◆ **Text provided**
====
Laser technology to diagnose malaria — one of the world’s deadliest diseases — succeeded in early trials.

Rice University researchers tested an experimental laser device that can diagnose malaria in a few seconds. The ultra-rapid diagnostic may offer substantial cost savings in global efforts to combat malaria .

The study has been published in the July issue of Emerging Infectious Diseases.

The laser was able to correctly identify which person, among the total group of six, who were infected with Plasmodium falciparum,  a parasite that causes malaria. Further, the device was able to detect the parasite in dead mosquitoes, according to a  New Scientist report.

The laser works by pulsing energy into a vein of a person who is suspected to have malaria. The test can be done on the wrist or earlobe.

The laser’s wavelength is harmless to human tissue, but is absorbed by waste crystals produced by the malaria parasite as it feeds on human blood.
====
◆ **Information supplied**

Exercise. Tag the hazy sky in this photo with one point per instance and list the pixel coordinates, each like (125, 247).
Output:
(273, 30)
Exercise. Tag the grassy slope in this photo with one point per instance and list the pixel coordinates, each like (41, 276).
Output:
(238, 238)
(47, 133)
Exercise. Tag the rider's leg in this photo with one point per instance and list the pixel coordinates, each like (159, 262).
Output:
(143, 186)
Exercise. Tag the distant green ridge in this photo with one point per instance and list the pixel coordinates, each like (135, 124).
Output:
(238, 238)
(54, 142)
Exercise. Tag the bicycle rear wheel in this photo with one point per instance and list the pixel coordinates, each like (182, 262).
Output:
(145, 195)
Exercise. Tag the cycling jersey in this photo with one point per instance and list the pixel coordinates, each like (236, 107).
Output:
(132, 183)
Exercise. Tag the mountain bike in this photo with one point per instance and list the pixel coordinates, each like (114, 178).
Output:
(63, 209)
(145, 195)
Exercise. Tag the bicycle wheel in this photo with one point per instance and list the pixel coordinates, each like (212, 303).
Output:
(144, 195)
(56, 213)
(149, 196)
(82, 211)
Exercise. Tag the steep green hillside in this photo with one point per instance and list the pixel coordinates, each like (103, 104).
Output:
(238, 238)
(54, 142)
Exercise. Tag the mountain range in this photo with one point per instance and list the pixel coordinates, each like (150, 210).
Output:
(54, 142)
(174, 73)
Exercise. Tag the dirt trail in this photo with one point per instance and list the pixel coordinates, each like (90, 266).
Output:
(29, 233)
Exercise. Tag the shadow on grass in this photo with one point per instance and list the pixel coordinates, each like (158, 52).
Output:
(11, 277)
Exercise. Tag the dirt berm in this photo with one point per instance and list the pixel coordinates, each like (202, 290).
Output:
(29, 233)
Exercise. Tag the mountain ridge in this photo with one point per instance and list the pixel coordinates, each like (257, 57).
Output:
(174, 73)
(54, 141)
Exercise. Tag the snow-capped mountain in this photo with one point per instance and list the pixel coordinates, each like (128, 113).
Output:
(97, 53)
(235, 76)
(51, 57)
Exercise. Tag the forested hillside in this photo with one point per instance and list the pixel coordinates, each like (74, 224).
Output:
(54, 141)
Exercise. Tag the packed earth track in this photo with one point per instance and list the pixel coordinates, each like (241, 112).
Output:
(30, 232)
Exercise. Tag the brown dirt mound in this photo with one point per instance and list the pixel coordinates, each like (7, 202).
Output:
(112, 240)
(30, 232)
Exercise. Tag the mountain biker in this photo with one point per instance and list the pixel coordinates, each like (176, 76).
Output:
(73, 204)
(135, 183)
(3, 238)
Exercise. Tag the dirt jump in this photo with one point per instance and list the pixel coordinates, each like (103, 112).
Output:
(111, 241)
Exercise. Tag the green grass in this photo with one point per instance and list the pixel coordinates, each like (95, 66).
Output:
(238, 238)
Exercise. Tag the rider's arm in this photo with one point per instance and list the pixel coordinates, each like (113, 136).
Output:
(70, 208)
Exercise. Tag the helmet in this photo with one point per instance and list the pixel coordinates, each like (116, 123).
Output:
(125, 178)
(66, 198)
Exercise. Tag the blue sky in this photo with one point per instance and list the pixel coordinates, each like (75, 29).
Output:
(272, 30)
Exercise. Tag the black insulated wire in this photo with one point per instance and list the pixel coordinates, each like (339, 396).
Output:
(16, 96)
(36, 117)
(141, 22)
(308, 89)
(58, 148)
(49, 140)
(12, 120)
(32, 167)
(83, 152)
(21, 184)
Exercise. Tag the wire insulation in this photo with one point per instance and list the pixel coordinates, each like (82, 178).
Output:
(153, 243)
====
◆ **Study questions**
1/ Please say whether each statement agrees with the malaria laser text, answering yes or no and quoting the deciding words. (a) The study appeared in the July issue of Emerging Infectious Diseases. (b) The test has to be done on a fingertip. (c) The laser's wavelength damages human tissue.
2/ Rewrite the malaria laser text starting at "The laser was" and ending at "on human blood.", substituting "forearm" for "wrist".

◆ **Solutions**
1/
(a) Yes: "The study has been published in the July issue of Emerging Infectious Diseases."
(b) No: "The test can be done on the wrist or earlobe."
(c) No: "The laser’s wavelength is harmless to human tissue"

2/
The laser was able to correctly identify which person, among the total group of six, who were infected with Plasmodium falciparum,  a parasite that causes malaria. Further, the device was able to detect the parasite in dead mosquitoes, according to a  New Scientist report.

The laser works by pulsing energy into a vein of a person who is suspected to have malaria. The test can be done on the forearm or earlobe.

The laser’s wavelength is harmless to human tissue, but is absorbed by waste crystals produced by the malaria parasite as it feeds on human blood.